- _EXERCISE PROMPT_
Recast the stretch of the listing from its start through the line containing "(141, 54), (157, 86)", that line included, as a Markdown table with the columns Row and Line, giving each line a numbered row and omitting blank lines. Leave the pictures out of the table.

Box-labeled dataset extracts
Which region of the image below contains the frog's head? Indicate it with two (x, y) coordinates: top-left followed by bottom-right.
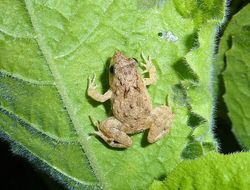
(109, 52), (137, 86)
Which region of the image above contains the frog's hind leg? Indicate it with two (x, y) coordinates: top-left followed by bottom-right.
(95, 117), (132, 148)
(148, 106), (173, 143)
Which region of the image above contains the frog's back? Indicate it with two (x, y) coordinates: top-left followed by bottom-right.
(111, 81), (152, 125)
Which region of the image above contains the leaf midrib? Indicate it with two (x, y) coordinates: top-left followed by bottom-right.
(24, 0), (102, 187)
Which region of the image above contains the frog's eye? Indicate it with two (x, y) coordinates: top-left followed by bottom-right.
(109, 65), (114, 74)
(132, 58), (138, 63)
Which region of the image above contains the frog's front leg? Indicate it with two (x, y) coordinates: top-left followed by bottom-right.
(148, 106), (174, 143)
(88, 75), (112, 102)
(95, 117), (132, 148)
(141, 54), (157, 86)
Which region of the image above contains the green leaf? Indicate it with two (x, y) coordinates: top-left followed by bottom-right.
(150, 152), (250, 190)
(0, 0), (225, 189)
(218, 4), (250, 150)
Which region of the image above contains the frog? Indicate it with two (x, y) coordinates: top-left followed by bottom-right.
(87, 51), (174, 148)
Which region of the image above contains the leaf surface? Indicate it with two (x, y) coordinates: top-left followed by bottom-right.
(0, 0), (224, 189)
(150, 152), (250, 190)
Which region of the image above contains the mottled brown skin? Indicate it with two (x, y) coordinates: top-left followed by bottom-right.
(88, 52), (173, 148)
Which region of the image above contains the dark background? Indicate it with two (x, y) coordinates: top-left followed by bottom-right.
(0, 0), (249, 190)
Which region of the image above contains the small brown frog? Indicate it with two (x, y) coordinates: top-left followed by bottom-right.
(88, 52), (173, 148)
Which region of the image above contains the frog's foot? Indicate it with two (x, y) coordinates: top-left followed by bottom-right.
(140, 53), (156, 85)
(148, 106), (174, 143)
(88, 74), (96, 90)
(95, 117), (132, 148)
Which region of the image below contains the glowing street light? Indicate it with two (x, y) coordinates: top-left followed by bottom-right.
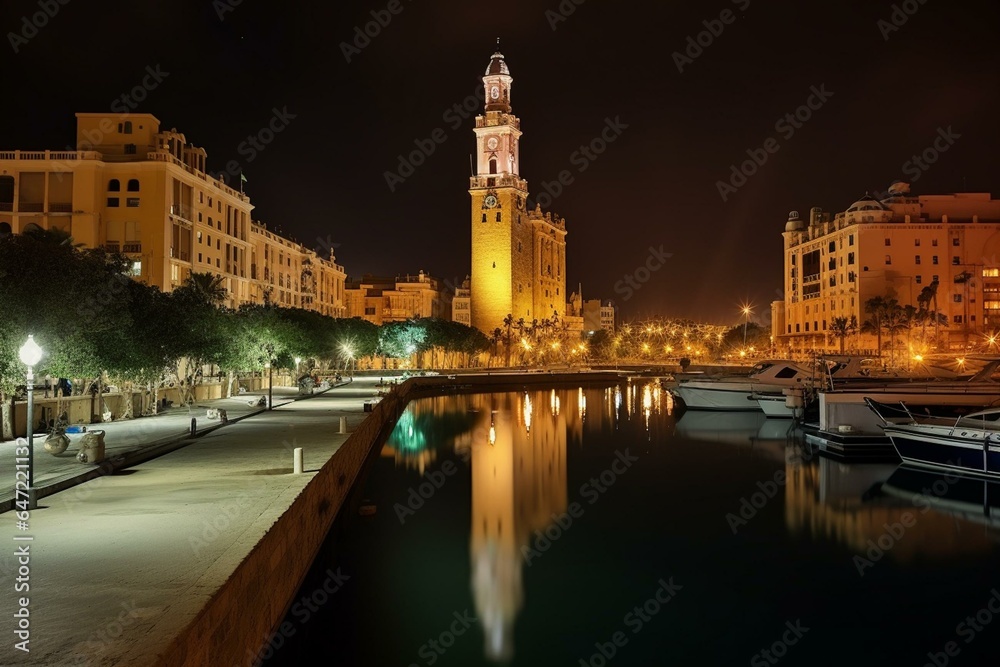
(740, 303), (753, 347)
(18, 336), (42, 509)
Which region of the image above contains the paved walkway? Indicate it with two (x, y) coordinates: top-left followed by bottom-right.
(0, 378), (386, 667)
(0, 380), (358, 513)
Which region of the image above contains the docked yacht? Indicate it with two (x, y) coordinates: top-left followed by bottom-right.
(670, 360), (814, 412)
(865, 399), (1000, 477)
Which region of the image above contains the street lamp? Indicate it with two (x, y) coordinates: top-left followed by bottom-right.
(741, 303), (753, 347)
(264, 361), (274, 410)
(18, 335), (42, 509)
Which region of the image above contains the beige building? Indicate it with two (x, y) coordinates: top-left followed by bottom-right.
(451, 278), (472, 327)
(0, 113), (346, 316)
(469, 51), (582, 335)
(345, 271), (451, 325)
(772, 177), (1000, 352)
(583, 299), (615, 333)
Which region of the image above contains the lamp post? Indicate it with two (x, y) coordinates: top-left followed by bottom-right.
(264, 361), (273, 410)
(18, 336), (42, 509)
(741, 304), (753, 347)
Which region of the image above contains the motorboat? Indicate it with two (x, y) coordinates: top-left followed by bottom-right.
(865, 398), (1000, 477)
(670, 360), (815, 412)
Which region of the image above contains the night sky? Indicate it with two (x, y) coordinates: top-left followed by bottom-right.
(0, 0), (1000, 324)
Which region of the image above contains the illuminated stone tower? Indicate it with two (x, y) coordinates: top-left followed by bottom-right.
(469, 43), (566, 334)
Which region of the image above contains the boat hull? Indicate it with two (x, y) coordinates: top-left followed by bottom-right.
(672, 382), (760, 412)
(885, 424), (1000, 477)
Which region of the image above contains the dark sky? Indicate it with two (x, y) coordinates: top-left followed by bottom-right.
(0, 0), (1000, 323)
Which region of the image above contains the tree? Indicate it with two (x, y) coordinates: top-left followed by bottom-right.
(830, 315), (858, 354)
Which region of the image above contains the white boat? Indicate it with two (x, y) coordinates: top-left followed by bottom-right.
(671, 360), (815, 412)
(866, 399), (1000, 477)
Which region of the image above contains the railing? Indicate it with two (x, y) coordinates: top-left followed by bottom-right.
(170, 204), (194, 222)
(0, 151), (103, 162)
(469, 174), (528, 190)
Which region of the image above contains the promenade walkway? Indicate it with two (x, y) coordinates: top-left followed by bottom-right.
(0, 378), (378, 667)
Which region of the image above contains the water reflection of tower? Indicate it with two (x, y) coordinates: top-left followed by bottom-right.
(470, 391), (582, 661)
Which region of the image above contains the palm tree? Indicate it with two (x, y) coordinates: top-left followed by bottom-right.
(861, 296), (895, 357)
(830, 315), (858, 354)
(178, 272), (229, 306)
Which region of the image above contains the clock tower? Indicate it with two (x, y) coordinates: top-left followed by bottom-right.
(469, 40), (536, 334)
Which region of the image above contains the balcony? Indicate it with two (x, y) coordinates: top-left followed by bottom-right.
(170, 204), (194, 223)
(469, 174), (528, 191)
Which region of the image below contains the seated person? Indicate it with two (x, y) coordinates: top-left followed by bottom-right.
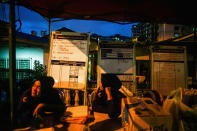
(18, 77), (66, 126)
(89, 74), (123, 118)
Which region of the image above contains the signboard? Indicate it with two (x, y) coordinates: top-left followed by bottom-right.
(97, 42), (135, 90)
(48, 32), (89, 90)
(152, 46), (186, 96)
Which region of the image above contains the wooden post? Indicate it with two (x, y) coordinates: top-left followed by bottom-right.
(9, 0), (16, 129)
(75, 90), (79, 106)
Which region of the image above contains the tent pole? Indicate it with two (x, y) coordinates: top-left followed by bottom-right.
(9, 0), (16, 129)
(49, 18), (51, 41)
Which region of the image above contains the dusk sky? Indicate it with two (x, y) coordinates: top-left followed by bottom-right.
(0, 4), (136, 37)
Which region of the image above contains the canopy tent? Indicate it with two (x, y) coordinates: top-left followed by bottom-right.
(17, 0), (197, 24)
(0, 0), (197, 127)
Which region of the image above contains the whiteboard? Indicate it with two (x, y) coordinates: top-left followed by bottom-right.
(48, 32), (89, 90)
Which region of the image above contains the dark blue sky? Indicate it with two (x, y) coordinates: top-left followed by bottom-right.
(0, 4), (136, 37)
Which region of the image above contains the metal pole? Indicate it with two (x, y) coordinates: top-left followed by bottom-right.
(9, 0), (16, 128)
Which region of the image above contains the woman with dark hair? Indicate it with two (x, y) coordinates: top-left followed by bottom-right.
(18, 76), (66, 126)
(90, 74), (123, 118)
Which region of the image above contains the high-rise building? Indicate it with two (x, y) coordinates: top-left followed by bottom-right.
(132, 23), (193, 41)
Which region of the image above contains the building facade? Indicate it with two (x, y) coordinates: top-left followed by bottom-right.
(132, 23), (193, 41)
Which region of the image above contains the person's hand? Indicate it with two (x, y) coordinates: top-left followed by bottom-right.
(33, 103), (45, 117)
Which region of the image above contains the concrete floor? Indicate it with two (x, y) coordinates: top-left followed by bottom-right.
(14, 112), (123, 131)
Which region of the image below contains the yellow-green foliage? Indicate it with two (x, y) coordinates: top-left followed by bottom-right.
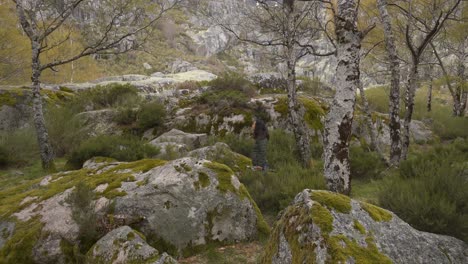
(328, 235), (393, 264)
(310, 191), (351, 214)
(354, 219), (366, 235)
(275, 97), (325, 130)
(360, 202), (393, 222)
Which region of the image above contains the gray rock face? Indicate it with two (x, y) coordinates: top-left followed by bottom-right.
(263, 190), (468, 264)
(115, 158), (265, 255)
(150, 129), (208, 150)
(86, 226), (177, 264)
(170, 59), (198, 73)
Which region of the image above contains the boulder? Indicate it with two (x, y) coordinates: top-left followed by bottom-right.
(170, 59), (198, 73)
(187, 142), (252, 173)
(86, 226), (177, 264)
(150, 129), (208, 150)
(0, 158), (269, 264)
(262, 190), (468, 264)
(114, 158), (268, 254)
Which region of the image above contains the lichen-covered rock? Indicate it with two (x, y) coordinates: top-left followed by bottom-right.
(114, 158), (268, 254)
(262, 190), (468, 264)
(150, 129), (208, 150)
(187, 142), (252, 173)
(86, 226), (177, 264)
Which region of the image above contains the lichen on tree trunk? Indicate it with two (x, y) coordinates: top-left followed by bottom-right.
(323, 0), (362, 194)
(377, 0), (401, 166)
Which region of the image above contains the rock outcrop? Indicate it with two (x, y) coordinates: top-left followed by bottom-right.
(262, 190), (468, 264)
(150, 129), (208, 150)
(0, 158), (269, 264)
(86, 226), (177, 264)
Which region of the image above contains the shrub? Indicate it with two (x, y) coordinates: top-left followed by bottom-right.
(46, 106), (88, 157)
(137, 102), (166, 131)
(378, 140), (468, 242)
(349, 146), (387, 179)
(0, 128), (39, 167)
(73, 83), (140, 112)
(67, 135), (159, 169)
(240, 130), (325, 214)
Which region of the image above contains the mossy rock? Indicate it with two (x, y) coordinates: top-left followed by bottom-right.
(261, 190), (468, 264)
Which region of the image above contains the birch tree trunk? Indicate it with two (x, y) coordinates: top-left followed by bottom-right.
(401, 62), (419, 160)
(323, 0), (362, 194)
(284, 0), (312, 168)
(377, 0), (401, 166)
(31, 40), (55, 171)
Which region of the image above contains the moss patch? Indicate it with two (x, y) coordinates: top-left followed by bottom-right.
(0, 218), (43, 264)
(360, 202), (393, 222)
(193, 171), (210, 190)
(354, 219), (366, 235)
(310, 191), (351, 214)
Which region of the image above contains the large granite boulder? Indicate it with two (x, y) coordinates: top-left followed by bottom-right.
(114, 158), (268, 254)
(86, 226), (177, 264)
(0, 158), (268, 264)
(187, 142), (252, 173)
(262, 190), (468, 264)
(150, 129), (208, 150)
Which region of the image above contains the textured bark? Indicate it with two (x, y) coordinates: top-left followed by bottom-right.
(401, 62), (419, 160)
(377, 0), (401, 166)
(427, 78), (433, 112)
(324, 0), (362, 194)
(31, 40), (55, 171)
(359, 82), (388, 163)
(284, 0), (312, 167)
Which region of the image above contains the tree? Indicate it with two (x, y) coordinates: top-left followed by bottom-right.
(377, 0), (401, 166)
(323, 0), (373, 194)
(12, 0), (181, 170)
(391, 0), (461, 160)
(211, 0), (335, 167)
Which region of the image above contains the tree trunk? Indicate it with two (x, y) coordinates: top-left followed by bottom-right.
(284, 0), (312, 168)
(359, 82), (388, 163)
(31, 41), (55, 171)
(401, 62), (419, 160)
(427, 78), (433, 112)
(377, 0), (401, 166)
(323, 0), (362, 194)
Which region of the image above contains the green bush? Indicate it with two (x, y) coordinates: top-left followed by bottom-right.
(137, 102), (166, 131)
(0, 128), (39, 167)
(240, 130), (325, 214)
(349, 146), (387, 179)
(378, 140), (468, 242)
(46, 105), (88, 157)
(67, 135), (159, 169)
(73, 83), (140, 112)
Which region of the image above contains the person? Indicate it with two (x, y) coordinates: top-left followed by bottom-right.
(252, 118), (270, 170)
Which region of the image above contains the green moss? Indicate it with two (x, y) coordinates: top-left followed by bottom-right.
(328, 235), (392, 264)
(311, 203), (333, 236)
(354, 219), (366, 235)
(310, 191), (351, 214)
(127, 232), (135, 241)
(203, 162), (239, 194)
(193, 171), (211, 190)
(360, 202), (393, 222)
(0, 218), (43, 264)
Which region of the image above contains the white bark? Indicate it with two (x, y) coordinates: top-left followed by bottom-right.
(377, 0), (401, 166)
(324, 0), (362, 194)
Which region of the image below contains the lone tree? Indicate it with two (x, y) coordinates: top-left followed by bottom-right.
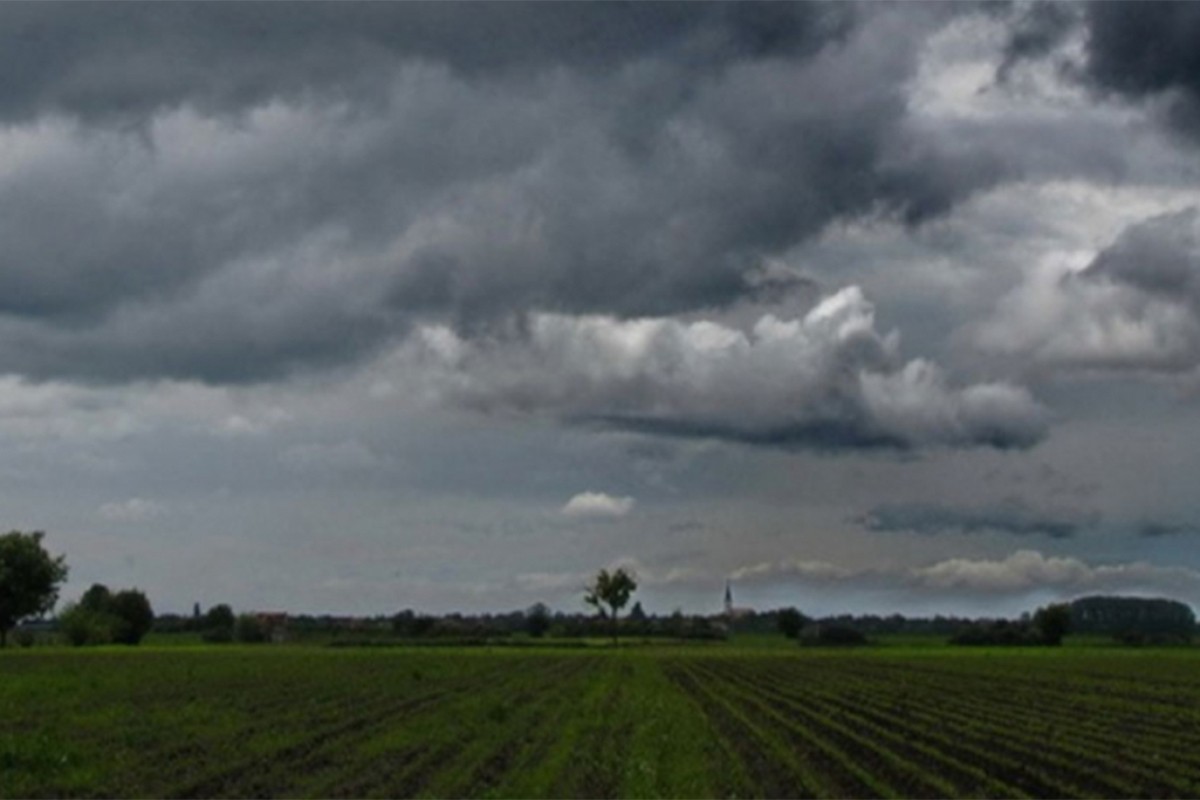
(775, 608), (809, 639)
(583, 567), (637, 644)
(0, 530), (67, 648)
(1033, 603), (1070, 646)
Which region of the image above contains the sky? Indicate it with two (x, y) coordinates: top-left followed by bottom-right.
(7, 2), (1200, 615)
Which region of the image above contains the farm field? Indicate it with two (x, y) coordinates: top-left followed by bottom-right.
(0, 645), (1200, 798)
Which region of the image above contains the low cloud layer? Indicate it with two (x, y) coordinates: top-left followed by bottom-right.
(731, 549), (1200, 602)
(424, 287), (1046, 450)
(860, 498), (1099, 539)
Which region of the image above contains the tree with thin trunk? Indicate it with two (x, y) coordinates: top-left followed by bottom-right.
(0, 530), (67, 648)
(583, 567), (637, 644)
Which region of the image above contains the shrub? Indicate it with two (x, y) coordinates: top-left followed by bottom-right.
(798, 625), (868, 646)
(234, 614), (266, 644)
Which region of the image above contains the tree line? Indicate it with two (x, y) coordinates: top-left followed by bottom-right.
(0, 531), (1196, 646)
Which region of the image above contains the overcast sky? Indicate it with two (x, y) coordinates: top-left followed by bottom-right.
(7, 2), (1200, 614)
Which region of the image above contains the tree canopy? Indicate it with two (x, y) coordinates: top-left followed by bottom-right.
(0, 530), (67, 646)
(583, 567), (637, 642)
(59, 583), (154, 645)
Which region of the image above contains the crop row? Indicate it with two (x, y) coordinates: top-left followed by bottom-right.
(667, 658), (1200, 796)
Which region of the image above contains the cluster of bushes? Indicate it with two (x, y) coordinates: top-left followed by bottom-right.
(950, 603), (1070, 646)
(796, 622), (868, 648)
(59, 583), (154, 646)
(199, 603), (268, 644)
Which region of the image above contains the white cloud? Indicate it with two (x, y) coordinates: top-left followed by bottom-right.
(97, 498), (167, 522)
(415, 287), (1046, 450)
(730, 549), (1200, 602)
(560, 492), (634, 519)
(910, 549), (1200, 597)
(280, 439), (385, 471)
(977, 207), (1200, 373)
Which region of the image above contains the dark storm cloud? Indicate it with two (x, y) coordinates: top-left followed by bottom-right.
(0, 4), (1008, 383)
(0, 2), (857, 122)
(1086, 1), (1200, 137)
(996, 1), (1081, 80)
(860, 498), (1099, 539)
(1136, 519), (1200, 539)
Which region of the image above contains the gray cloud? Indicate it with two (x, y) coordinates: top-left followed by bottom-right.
(416, 287), (1046, 450)
(979, 207), (1200, 373)
(1086, 1), (1200, 137)
(0, 4), (1009, 383)
(733, 549), (1200, 603)
(860, 498), (1099, 539)
(1136, 519), (1200, 539)
(996, 0), (1082, 82)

- _SOLUTION FOR THIS EXERCISE_
| Row | Line |
|---|---|
| 1 | Which region of the image below contains the frog's head? Indicate it with two (x, y) coordinates: top-left followed by bottom-right. |
| 2 | (109, 52), (137, 86) |
| 3 | Which region of the image above contains the frog's hind leg? Indicate it with two (x, y) coordinates: top-left followed by bottom-right. |
| 4 | (95, 117), (132, 148) |
| 5 | (148, 106), (173, 143) |
| 6 | Which region of the image above contains the frog's back? Indicate it with two (x, y) coordinates: top-left followed by bottom-right. |
| 7 | (111, 81), (152, 125) |
| 8 | Which region of the image above contains the leaf midrib? Indicate it with two (x, y) coordinates: top-left followed by bottom-right. |
| 9 | (24, 0), (102, 187) |
| 10 | Which region of the image above contains the frog's eye? Indicate it with two (x, y) coordinates: top-left followed by bottom-right. |
| 11 | (109, 65), (114, 74) |
| 12 | (132, 58), (138, 63) |
| 13 | Which region of the image above contains the frog's front leg? Indicate it with two (x, y) coordinates: top-left followed by bottom-right. |
| 14 | (148, 106), (174, 143) |
| 15 | (88, 75), (112, 102) |
| 16 | (95, 117), (132, 148) |
| 17 | (141, 54), (157, 86) |